═══ Information given

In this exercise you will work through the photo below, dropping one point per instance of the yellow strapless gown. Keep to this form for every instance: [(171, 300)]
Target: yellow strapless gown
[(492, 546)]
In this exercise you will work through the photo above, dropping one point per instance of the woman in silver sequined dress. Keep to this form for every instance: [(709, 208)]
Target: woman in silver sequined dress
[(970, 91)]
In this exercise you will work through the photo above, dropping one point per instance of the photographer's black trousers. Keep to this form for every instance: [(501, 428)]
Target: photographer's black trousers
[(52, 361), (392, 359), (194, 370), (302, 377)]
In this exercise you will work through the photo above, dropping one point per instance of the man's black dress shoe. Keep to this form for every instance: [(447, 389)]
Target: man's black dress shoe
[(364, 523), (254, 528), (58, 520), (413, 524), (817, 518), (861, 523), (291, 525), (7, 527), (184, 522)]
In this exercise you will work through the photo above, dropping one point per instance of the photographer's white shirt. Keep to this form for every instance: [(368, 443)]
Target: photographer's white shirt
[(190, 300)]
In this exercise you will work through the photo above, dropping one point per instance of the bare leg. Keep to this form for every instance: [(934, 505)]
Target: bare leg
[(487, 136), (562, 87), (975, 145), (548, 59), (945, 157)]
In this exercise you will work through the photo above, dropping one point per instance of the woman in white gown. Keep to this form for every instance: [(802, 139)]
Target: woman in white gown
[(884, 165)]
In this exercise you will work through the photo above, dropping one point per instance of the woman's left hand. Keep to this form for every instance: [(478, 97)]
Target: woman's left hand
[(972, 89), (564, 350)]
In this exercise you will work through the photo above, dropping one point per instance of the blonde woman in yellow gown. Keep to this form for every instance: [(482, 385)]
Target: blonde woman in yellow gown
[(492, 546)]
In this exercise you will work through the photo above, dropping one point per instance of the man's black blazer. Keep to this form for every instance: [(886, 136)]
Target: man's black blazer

══════

Work through the entries above and report the number of lines that include "this", with nothing else.

• Result: 10